Required task:
Reproduce the entries below word for word, beginning with the line that contains "Task: indicate each instance of the green bush" and continuing through the last line of the entries. Leave the pictures out of your copy.

----------------

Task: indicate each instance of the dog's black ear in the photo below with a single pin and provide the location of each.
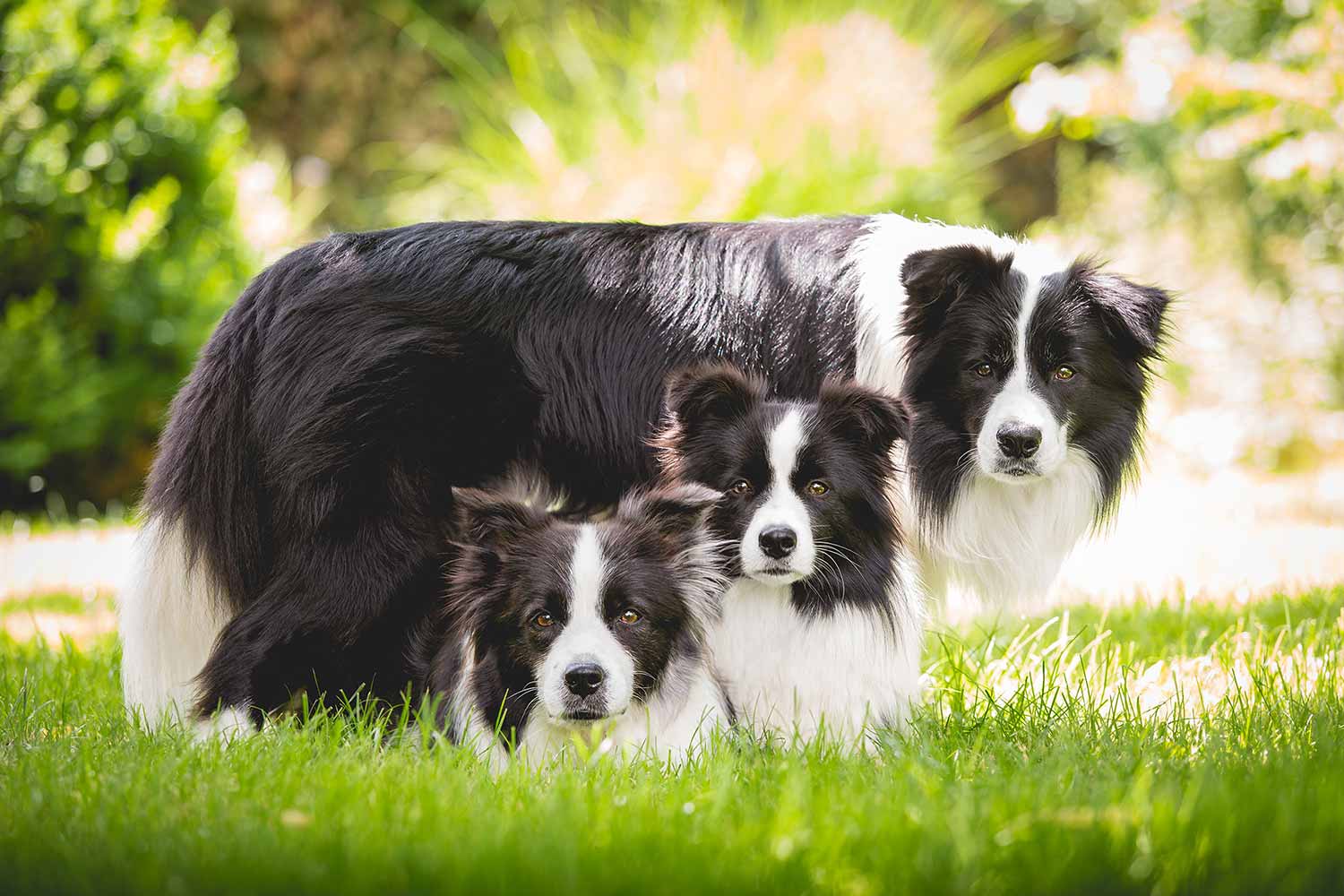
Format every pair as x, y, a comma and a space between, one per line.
868, 418
707, 392
935, 279
494, 520
674, 509
1134, 316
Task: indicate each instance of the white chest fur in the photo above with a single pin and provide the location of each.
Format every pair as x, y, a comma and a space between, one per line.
788, 675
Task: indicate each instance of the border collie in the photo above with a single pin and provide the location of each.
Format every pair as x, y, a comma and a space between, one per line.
823, 626
556, 632
306, 474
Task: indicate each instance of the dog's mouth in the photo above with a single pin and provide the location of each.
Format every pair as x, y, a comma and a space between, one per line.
777, 573
583, 715
1016, 470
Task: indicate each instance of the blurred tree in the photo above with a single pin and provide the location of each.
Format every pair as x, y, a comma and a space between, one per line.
117, 234
327, 78
1236, 107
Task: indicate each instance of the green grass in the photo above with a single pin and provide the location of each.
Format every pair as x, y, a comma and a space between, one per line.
1030, 769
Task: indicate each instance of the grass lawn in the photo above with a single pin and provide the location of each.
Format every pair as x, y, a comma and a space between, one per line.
1185, 750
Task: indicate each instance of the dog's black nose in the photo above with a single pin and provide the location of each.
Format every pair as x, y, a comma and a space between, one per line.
583, 678
1018, 440
779, 541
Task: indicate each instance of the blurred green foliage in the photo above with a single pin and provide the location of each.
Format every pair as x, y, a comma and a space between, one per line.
117, 238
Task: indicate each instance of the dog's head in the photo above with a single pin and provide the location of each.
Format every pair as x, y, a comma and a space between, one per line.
1013, 373
581, 621
804, 482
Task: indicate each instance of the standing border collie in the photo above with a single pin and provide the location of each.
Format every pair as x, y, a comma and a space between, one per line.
554, 630
298, 500
822, 629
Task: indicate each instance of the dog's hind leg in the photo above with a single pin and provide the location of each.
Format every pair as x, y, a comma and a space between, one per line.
169, 614
325, 594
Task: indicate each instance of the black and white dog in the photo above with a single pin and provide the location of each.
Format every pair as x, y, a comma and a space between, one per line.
822, 627
556, 630
304, 481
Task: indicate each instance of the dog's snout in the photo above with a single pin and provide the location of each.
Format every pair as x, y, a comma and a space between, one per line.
779, 541
582, 678
1018, 441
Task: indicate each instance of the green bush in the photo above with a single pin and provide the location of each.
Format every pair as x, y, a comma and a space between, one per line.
118, 246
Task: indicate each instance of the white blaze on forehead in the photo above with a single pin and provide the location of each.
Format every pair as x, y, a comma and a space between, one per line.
586, 571
782, 505
1018, 402
785, 444
585, 635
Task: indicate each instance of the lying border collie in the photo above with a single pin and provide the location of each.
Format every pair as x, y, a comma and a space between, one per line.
822, 629
298, 501
554, 630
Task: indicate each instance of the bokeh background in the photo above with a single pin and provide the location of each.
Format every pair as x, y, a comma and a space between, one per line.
155, 155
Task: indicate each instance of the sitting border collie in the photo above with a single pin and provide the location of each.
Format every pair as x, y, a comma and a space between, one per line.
823, 625
556, 630
304, 481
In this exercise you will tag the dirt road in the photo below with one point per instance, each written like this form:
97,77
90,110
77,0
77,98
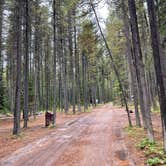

----------------

Completed exercise:
Task: indicate each instance of the green bush in the photo above with a single pin and provide the location of each.
Format every pair as x, y, a comma and a space between, one per line.
118, 246
Task: indicate each instance of the white blaze on forehead in the photo above with a single pin and provide the location of each.
Format every pair as x, y, a comma and a space between, one per line.
586, 571
782, 505
1018, 402
785, 444
585, 635
Task: indicate each instance of the lying border collie in the photo above with a single pin and provide the location of each.
Format every pair as x, y, a comma and a space between, one per line.
822, 629
298, 501
554, 630
Task: indicate each instance of the bokeh background in the photo above with a single pin and provide the location of each.
Format every pair as x, y, a comma and a space between, one per line.
155, 155
Task: indicate each instance of the sitting border collie in the photo above with a single pin and provide the location of each.
Format every pair as x, y, a comma and a space between, one per line.
823, 625
556, 630
304, 481
In this exercise you will tag the dirt road in the photo below with one point per instance, each written like this form:
97,77
90,110
77,0
77,98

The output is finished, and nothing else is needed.